* [Exercise goal] Reproduce, word for word, the portion of the post on predictive commoning between "Following Jeff's advice[1]" and "for this issue?", inclusive.

* [Page text]
Predictive commoning leads to register to register moves through memory.

2015-08-28 Thread Simon Dardis
Hello all,

I've been looking at a code generation issue with GCC 5.2 lately dealing with 
register to register moves through memory with -O3 -funroll-loops. For 
reference the C code is at the end of this mail. The generated code for mips is 
(cut down for clarity, ldc1 and sdc1 are double word floating point stores):

div.d   $f8,$f6,$f4
mul.d   $f2,$f8,$f8
sdc1$f2,8($7)
$L38:
ldc1$f0,8($7)   <- load instead of move
li  $11,1   # 0x1


$L49:

div.d   $f8,$f6,$f4
addiu   $11,$10,3
mul.d   $f2,$f8,$f8
sdc1$f2,8($7)
ldc1$f0,8($7)   <- load instead of move
$L48:
mul.d   $f2,$f2,$f0




$L45:
mul.d   $f2,$f4,$f4
mov.d   $f8,$f4
j   $L38
sdc1$f2,8($7)

For the basic block L38, all dominating blocks store to 8($7) which is then 
loaded back into another floating register. 

Disabling predictive commoning generates:

div.d   $f4,$f18,$f2
mul.d   $f0,$f4,$f4
$L37:
mul.d   $f6,$f0,$f0
li  $10,1   # 0x1
mul.d   $f8,$f0,$f6
mul.d   $f10,$f0,$f8
mul.d   $f12,$f0,$f10
mul.d   $f14,$f0,$f12
mul.d   $f16,$f0,$f14
beq $4,$10,$L38
mul.d   $f20,$f0,$f16

For the same basic block. 

Following Jeff's advice[1] to extract more information from GCC, I've narrowed 
the cause down to the predictive commoning pass inserting the load in a loop 
header style basic block. However, the next pass in GCC, tree-cunroll promptly 
removes the loop and joins the loop header to the body of the (non)loop. More 
oddly, disabling conditional store elimination pass or the dominator 
optimizations pass or disabling of jump-threading with --param 
max-jump-thread-duplication-stmts=0 nets the above assembly code. Any ideas on 
an approach for this issue?

* [Supplied information]
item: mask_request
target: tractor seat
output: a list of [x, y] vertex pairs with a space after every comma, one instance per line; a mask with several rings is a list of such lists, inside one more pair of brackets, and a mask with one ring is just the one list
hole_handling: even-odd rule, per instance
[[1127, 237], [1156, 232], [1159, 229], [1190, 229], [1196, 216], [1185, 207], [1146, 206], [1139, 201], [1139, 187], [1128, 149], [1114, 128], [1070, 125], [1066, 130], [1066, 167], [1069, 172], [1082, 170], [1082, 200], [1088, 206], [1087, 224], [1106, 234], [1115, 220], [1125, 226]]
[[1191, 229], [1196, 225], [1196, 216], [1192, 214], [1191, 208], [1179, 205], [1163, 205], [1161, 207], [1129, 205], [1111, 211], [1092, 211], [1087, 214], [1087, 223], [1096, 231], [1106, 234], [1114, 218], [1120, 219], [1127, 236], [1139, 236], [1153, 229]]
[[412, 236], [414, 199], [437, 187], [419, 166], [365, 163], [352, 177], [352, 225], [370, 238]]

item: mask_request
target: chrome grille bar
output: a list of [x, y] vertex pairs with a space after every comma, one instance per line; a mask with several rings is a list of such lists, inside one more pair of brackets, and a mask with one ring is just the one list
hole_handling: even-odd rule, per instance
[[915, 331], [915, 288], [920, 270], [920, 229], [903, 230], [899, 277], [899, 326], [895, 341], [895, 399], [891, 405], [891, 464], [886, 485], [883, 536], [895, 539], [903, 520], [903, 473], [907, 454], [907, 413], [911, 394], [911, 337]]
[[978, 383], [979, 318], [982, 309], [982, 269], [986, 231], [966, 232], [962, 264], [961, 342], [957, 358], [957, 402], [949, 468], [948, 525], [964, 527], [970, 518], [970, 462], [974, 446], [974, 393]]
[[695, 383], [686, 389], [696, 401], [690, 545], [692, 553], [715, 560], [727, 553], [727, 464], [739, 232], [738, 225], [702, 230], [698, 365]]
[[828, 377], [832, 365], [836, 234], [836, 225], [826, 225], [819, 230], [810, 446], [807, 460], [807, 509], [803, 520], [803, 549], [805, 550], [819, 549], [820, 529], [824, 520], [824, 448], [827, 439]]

* [Solution below]
Following Jeff's advice[1] to extract more information from GCC, I've narrowed 
the cause down to the predictive commoning pass inserting the load in a loop 
header style basic block. However, the next pass in GCC, tree-cunroll promptly 
removes the loop and joins the loop header to the body of the (non)loop. More 
oddly, disabling conditional store elimination pass or the dominator 
optimizations pass or disabling of jump-threading with --param 
max-jump-thread-duplication-stmts=0 nets the above assembly code. Any ideas on 
an approach for this issue?